- _Data entries_
┄┄┄┄┄┄

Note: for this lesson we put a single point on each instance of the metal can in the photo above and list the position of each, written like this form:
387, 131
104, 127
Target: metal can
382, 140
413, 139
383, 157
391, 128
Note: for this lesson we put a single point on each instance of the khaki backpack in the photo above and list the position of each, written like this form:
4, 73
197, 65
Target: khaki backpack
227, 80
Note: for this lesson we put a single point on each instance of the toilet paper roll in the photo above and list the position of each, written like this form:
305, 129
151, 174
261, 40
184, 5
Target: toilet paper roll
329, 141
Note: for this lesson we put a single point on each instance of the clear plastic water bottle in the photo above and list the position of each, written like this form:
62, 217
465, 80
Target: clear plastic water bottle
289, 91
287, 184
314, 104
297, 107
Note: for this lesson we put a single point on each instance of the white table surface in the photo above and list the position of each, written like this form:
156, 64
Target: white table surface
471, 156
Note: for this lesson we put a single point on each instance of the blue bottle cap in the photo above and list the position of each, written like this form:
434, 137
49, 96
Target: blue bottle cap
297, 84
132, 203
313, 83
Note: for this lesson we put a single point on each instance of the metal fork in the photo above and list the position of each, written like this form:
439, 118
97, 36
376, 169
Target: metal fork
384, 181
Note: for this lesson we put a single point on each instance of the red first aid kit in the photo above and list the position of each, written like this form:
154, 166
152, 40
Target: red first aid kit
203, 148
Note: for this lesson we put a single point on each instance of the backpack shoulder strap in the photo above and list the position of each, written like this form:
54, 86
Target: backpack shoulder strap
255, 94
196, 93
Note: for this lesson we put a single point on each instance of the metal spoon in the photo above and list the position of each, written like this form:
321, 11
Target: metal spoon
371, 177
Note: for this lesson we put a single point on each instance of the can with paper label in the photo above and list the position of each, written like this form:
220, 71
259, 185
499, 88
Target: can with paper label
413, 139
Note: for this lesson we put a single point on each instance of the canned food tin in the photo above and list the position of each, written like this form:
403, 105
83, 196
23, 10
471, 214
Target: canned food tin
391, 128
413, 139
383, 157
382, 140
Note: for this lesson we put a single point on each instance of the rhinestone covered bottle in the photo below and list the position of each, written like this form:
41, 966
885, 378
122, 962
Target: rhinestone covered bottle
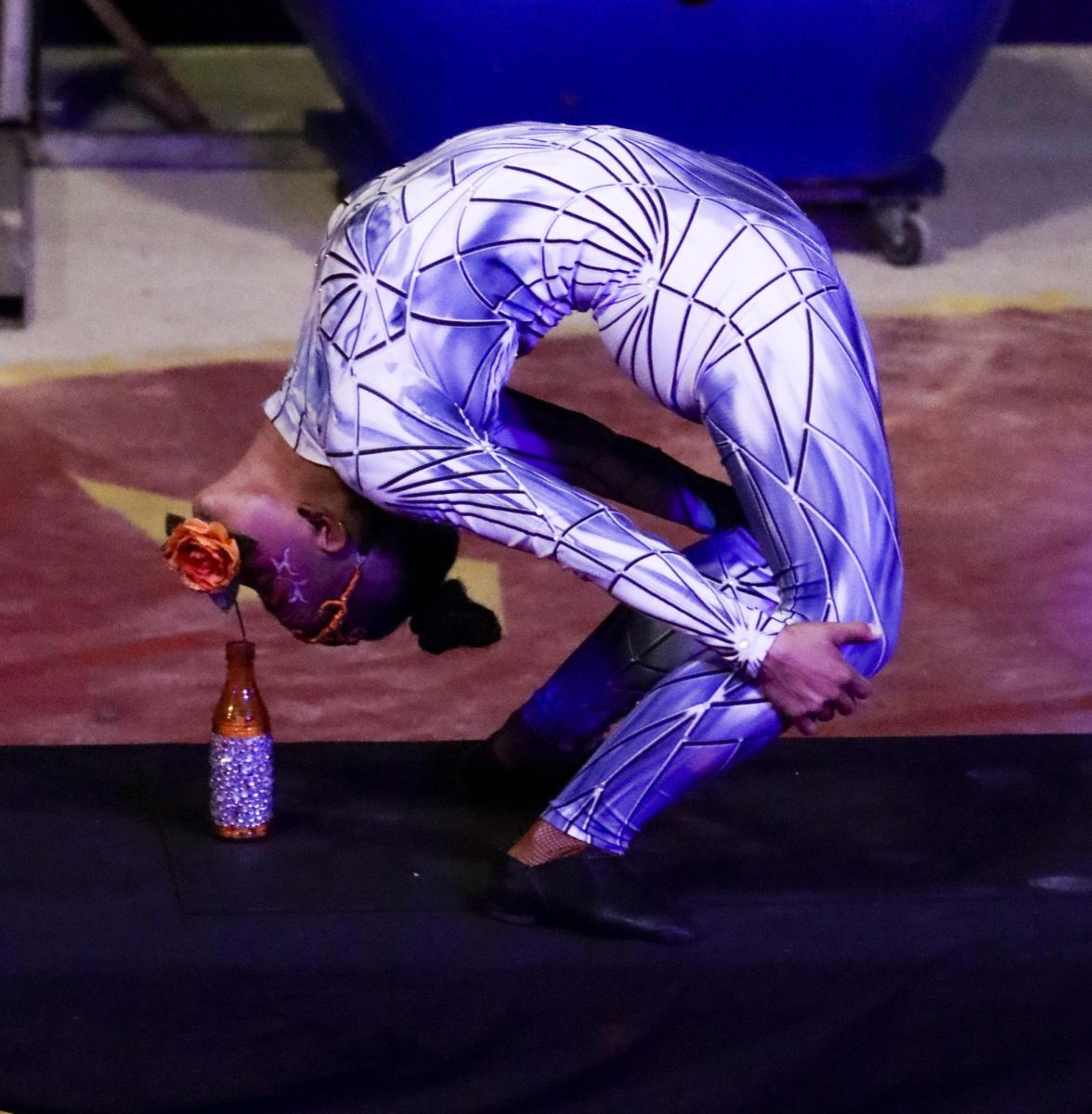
242, 752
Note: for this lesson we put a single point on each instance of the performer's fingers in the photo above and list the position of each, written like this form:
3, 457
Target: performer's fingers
852, 632
858, 685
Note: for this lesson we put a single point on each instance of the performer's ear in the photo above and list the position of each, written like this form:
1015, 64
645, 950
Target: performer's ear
330, 533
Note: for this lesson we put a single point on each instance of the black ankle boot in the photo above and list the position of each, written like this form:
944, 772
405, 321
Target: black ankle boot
593, 891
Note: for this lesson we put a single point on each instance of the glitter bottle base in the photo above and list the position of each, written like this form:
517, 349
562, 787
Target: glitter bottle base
240, 783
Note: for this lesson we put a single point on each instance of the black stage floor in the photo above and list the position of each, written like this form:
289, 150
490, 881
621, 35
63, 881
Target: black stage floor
891, 926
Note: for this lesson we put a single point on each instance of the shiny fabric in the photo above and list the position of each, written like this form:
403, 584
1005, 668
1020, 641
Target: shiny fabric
719, 299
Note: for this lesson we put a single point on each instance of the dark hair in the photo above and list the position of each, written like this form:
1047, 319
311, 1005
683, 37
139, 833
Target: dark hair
447, 617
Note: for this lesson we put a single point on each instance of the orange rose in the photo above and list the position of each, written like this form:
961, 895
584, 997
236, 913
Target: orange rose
203, 554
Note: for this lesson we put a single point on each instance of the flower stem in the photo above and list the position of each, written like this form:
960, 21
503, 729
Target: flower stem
242, 625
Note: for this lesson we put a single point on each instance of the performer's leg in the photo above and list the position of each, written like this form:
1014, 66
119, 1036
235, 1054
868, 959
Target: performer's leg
696, 718
691, 725
621, 661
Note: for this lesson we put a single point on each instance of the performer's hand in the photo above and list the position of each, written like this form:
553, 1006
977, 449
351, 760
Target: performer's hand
806, 678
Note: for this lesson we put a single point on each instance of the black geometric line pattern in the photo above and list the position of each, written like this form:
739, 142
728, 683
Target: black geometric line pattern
714, 294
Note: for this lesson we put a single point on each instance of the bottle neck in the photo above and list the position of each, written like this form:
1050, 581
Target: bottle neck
240, 712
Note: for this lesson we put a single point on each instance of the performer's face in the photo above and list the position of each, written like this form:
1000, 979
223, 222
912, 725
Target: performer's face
304, 561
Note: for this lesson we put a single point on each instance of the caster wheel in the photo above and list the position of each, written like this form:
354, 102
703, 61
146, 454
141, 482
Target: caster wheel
901, 235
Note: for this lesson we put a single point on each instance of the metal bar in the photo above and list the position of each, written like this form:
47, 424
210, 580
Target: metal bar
194, 150
16, 61
156, 83
15, 261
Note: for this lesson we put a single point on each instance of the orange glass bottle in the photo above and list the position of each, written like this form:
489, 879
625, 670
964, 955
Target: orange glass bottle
240, 778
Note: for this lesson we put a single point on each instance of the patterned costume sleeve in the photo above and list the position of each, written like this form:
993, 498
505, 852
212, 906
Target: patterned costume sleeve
416, 452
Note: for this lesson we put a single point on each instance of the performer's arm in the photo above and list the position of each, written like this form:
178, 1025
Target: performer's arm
416, 452
589, 455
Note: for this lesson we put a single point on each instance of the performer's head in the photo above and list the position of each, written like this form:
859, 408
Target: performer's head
328, 563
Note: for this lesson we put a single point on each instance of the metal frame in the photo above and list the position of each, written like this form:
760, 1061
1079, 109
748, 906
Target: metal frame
17, 110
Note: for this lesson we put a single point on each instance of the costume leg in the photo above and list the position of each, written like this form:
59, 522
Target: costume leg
692, 722
627, 655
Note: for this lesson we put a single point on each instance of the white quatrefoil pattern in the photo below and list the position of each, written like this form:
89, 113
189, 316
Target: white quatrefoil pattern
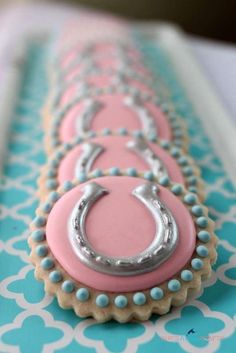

┄┄┄┄┄┄

- _OBJECTIVE_
Rewrite all of the rows above, changing every "lesson" to "exercise" and keeping everything else the same. Omit the pictures from your answer.

- _IN RESPONSE_
Note: for this exercise we put a single point on each instance of the metal can in the photo above and list the position of each, written like this form:
387, 131
104, 127
Target: metal can
382, 140
413, 139
383, 157
391, 128
Note: for this exercise we put a single point on each instance of the khaki backpack in the photo above and list the position of each, written like this form:
4, 73
197, 65
Target: khaki backpack
227, 80
Note: for this exercise we put a single point on each instance of the toilet paper roll in the photo above and list the position of each, written like this form:
305, 129
151, 174
261, 40
184, 5
Target: toilet paper roll
329, 141
Note: for this exercise we put a single point on each instance of the clear plastic water bottle in the photo above and list the position of each, written like this form:
62, 217
465, 80
Target: clear plastic water bottle
289, 91
287, 184
314, 104
297, 107
Note: for this exercise we put a single point on each instance of the white table surface in the photo above and list the position of each, written like this form:
156, 64
Target: white table surface
471, 156
Note: for this exercise we put a single point on each instance of the blue bottle cap in the photo above and list the position of each, written like this form:
434, 137
49, 96
Target: blue bottle cap
297, 84
132, 203
313, 83
Note: for this exercise we put a single point on each instance of the metal fork in the photo above and list the position of each, written like this form:
439, 118
97, 36
376, 169
Target: metal fork
384, 181
Note: for this exercise we put a single point on each instance of the red first aid kit in the photo above and list the position of each, written like this form:
154, 166
152, 40
Target: red first aid kit
203, 148
Note: for this exercise we put a single point on each instance of the backpack shoulder strap in the photo above and list the position of each, written like this form:
54, 86
Target: backpack shoulder strap
255, 94
196, 93
Note: for this exercise we put a single point on each instance of the metal spoon in the photo above and list the position of each, written like this form:
321, 11
Target: metal spoon
371, 177
Note: for this exercise we put a single point on each instance of the can with paper label in the photo above and list the position of each, written like this form:
220, 71
259, 185
499, 88
Target: can with paper label
413, 139
Note: for this exercise we put a single point on each instance of the canned food tin in the photo above and list the position of each, written like this form:
403, 105
83, 196
23, 10
471, 214
Target: canned food tin
391, 128
413, 139
383, 157
382, 140
Note: for this exercise we put a single point on each instance of the rhinestone covered bottle in the photo below and list the position of each, written like this form:
41, 966
885, 378
122, 962
Target: rhinestone covered bottle
242, 752
Note: for this exercise we put a single point on each instance of the performer's fingers in the photo above and list the position of each, written like this form:
3, 457
Target: performer's fingers
852, 632
858, 685
Note: for this exercise we put a single point on each instance of the performer's ear in the photo above and list the position of each, written like this form:
1015, 64
645, 950
Target: performer's ear
330, 533
Note: for this exercise we put a single point on each instance of the black ankle boot in the photo above and list the position of each, written like this form:
944, 772
405, 321
Target: black ankle boot
593, 891
Note: for this exercise we put a single point on each instance of the glitter bottle base in the photo above and list the position of each, written like this form:
517, 349
562, 787
Target: glitter bottle base
240, 783
Note: for this exercise we put a single point on each instance of the black stage floor in the photo above and list the position of each, written like this form:
289, 150
490, 881
621, 35
63, 881
Target: black stage floor
891, 926
Note: for this exercise we put a single point on each instance of the shiny fabric in the photo above and list the position of each, written like this form:
403, 584
1005, 668
1020, 641
Target: shiny fabric
719, 299
Note: for this exercise we put a single point on each instance of the dark hair in the photo above and list the position of each, written like this form:
1047, 319
311, 1005
683, 37
139, 833
Target: dark hair
447, 617
Note: for this exercise we put a single point on each instance of the orange rose in the photo above and list the position of each, written like this form:
961, 895
584, 997
236, 913
Target: orange rose
203, 554
Note: for this exercise we put a single point on each instance of the flower stem in the photo above and list the position of each, written like this form:
960, 21
503, 729
Target: flower stem
242, 625
Note: for this exercise we put a single point on each instance of the performer's leg in the photo above and list the position of each, written like this form:
1014, 66
119, 1036
235, 1054
868, 959
Target: performer's leg
696, 718
691, 725
621, 661
Note: for this exercise we put a single point on each instance of the performer's hand in the photo above and list the position of each, written like this form:
553, 1006
977, 449
351, 760
Target: performer's hand
806, 678
Note: for this exercise we put a single point on each instance of the black geometric line pattern in the photo above and list the position of each, written like this form:
739, 142
728, 683
Target: black geometric line pattern
714, 294
Note: for this exercise we put a single point on each instance of the bottle neck in the photo above and list the position of each, written like this form:
1050, 581
Target: bottle neck
240, 712
Note: for this exercise we put a single point on each instance of the performer's face in the photo above and list the position of each, written like this form:
1000, 979
223, 222
912, 725
Target: performer's face
304, 561
Note: for this exercise we put a single point on each instance of the caster wheel in the photo above and list the position of each, written like this form:
354, 102
703, 61
146, 454
141, 482
Target: caster wheel
901, 235
Note: for this exercise we put a single point on each instance of the metal bar in the photo above and list the position of each, written like this form:
47, 424
210, 580
Target: metal bar
194, 150
16, 61
156, 83
15, 261
Note: for this exercise we put a single point on each instance of the orange glass bottle in the photo above and list the position of each, written like this form:
489, 879
625, 670
964, 955
Target: orange glass bottle
240, 778
Note: for this exercise we put a single point on each instance of the patterned costume sleeve in the photo above and list the position of each, written like this form:
993, 498
505, 852
212, 906
Target: patterned costume sleeve
416, 452
Note: for this exercise we put a single point on each instance of the performer's arm in the photo above and list the position of each, written like this form:
178, 1025
Target: performer's arm
416, 452
589, 455
Note: for this exercise we put a single point on each instance of the performer's head in the photo above and list the position of each, written like this form:
859, 408
Target: performer's head
328, 563
Note: for this exercise we put a single point on each instance of the metal frame in the photo above and list the position of each, written like this form:
760, 1061
1079, 109
748, 906
Target: metal frame
17, 110
Note: for this exercise we put a single point on each instance of the costume leg in the photo above and list the position of each, written like this form:
59, 522
Target: costume leg
692, 722
627, 655
Note: for this exercise we put a single point on each instance of the white quatrefoil pattern in the photo below and list the position of each, written like this form:
89, 113
189, 316
Target: white quatrefoil pattern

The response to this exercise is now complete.